— What to produce —
The required output is the complete data, repeated without alteration.

Items from a data source
:::::
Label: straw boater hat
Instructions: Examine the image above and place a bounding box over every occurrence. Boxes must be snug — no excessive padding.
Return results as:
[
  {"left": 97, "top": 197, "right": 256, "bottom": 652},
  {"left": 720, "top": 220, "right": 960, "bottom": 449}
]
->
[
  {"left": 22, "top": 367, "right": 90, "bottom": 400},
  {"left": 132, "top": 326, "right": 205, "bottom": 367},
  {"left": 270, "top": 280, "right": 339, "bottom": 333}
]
:::::
— Task response —
Label: straw boater hat
Instructions: Examine the image above and place a bounding box over every occurrence. Boxes must be snug — no excessive padding.
Return results as:
[
  {"left": 97, "top": 197, "right": 256, "bottom": 652},
  {"left": 720, "top": 220, "right": 960, "bottom": 449}
]
->
[
  {"left": 22, "top": 367, "right": 90, "bottom": 400},
  {"left": 132, "top": 326, "right": 205, "bottom": 367},
  {"left": 270, "top": 280, "right": 339, "bottom": 333}
]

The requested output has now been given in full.